Document passage:
******

Nothing
#' Check average Silhouette score index
#'
#' Calculates average Silhouette score for a given sample.
#'
#' The average Silhouette score index provides a sense of cluster definition and separation.
#' It varies between -1 (complete cluster overlap) and 1 (no cluster overlap),
#' the closest to 1, the better. Thus,
#' **the k value with highest average Silhouette score is the best k**.
#' This is the standard metric used by the **ulrb** package for automation of the decision
#' of k, in functions [suggest_k()] and [define_rb()].
#'
#' **Note**: The average Silhouette score is different from the common calculation of
#' the Silhouette index, which provides a score for each observation in a clustering result.
#' Just like the name says, we are taking the average of all silhouette scores
#' obtained in a clustering result. In this way we can have a single, comparable
#' value for each k we test.
#'
#'
#' @details
#' **Data input**
#'
#' This function takes a data.frame with a column for samples and a column for abundance
#' (minimum), but can take any number of other columns. It will then filter the specific sample
#' that you want to analyze. You can also pre-filter for your specific sample, but you still need to
#' provide the sample ID (sample_id) and the table always needs a column for Sample and another for Abundance
#' (indicate how you name them with the arguments samples_col and abundance_col).
#'
#' @details
#' **Output options**
#'
#' The default option returns a vector with CH scores for each k. This is a simple output that can then be used
#' for other analysis. However, we also provide the option to show a plot (set `with_plot = TRUE`) with
#' the CH score for each k.
#'
#' Note that this function does not plot the classical Silhouette plot of a clustering result.
#' To do that particular plot, use the function [plot_ulrb_silhouette()] instead.

******

Entries from a pointing dataset:
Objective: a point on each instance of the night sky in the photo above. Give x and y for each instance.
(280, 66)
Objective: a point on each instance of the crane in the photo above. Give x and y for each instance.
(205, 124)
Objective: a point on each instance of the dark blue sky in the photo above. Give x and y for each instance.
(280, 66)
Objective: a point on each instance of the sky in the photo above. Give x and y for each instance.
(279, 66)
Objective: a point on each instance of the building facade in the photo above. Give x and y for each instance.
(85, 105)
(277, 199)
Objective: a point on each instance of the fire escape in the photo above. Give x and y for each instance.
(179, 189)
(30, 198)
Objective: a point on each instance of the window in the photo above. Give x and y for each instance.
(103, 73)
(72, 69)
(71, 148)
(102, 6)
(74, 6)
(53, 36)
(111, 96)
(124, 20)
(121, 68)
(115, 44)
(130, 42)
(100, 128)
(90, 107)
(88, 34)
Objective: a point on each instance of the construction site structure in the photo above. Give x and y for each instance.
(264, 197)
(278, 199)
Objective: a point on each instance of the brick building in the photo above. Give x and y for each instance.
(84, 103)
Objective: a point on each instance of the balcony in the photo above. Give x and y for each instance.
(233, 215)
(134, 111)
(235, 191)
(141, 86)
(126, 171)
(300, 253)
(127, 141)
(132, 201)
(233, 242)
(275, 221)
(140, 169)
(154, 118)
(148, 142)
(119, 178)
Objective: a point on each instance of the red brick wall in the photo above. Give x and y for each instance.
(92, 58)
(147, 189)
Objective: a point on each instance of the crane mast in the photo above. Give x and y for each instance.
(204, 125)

******

Set problem 1: Rewrite as a short bulleted list the paragraph of the Silhouette score documentation that begins "This function takes a data.frame", keeping its main facts.
Set problem 2:
Answer these questions from the Silhouette score documentation, one line each:
(a) Between which two values does the average Silhouette score vary?
(b) Which function should be used to draw the classical Silhouette plot of a clustering result?
(c) Which arguments tell the function how the Sample and Abundance columns are named?
Set problem 3: Reproduce word for word everything from "#' Just like" down to "samples_col and abundance_col)." in the Silhouette score documentation.

Expected answer 1:
- The function takes a data.frame that must have at least a column for samples and a column for abundance, and it can also hold any number of other columns.
- The function filters the specific sample to be analyzed.
- The table may be pre-filtered to that sample, but the sample ID (sample_id) must still be provided.
- The names of the Sample and Abundance columns are given with the arguments samples_col and abundance_col.

Expected answer 2:
(a) Between -1 and 1.
(b) plot_ulrb_silhouette().
(c) samples_col and abundance_col.

Expected answer 3:
#' Just like the name says, we are taking the average of all silhouette scores
#' obtained in a clustering result. In this way we can have a single, comparable
#' value for each k we test.
#'
#'
#' @details
#' **Data input**
#'
#' This function takes a data.frame with a column for samples and a column for abundance
#' (minimum), but can take any number of other columns. It will then filter the specific sample
#' that you want to analyze. You can also pre-filter for your specific sample, but you still need to
#' provide the sample ID (sample_id) and the table always needs a column for Sample and another for Abundance
#' (indicate how you name them with the arguments samples_col and abundance_col).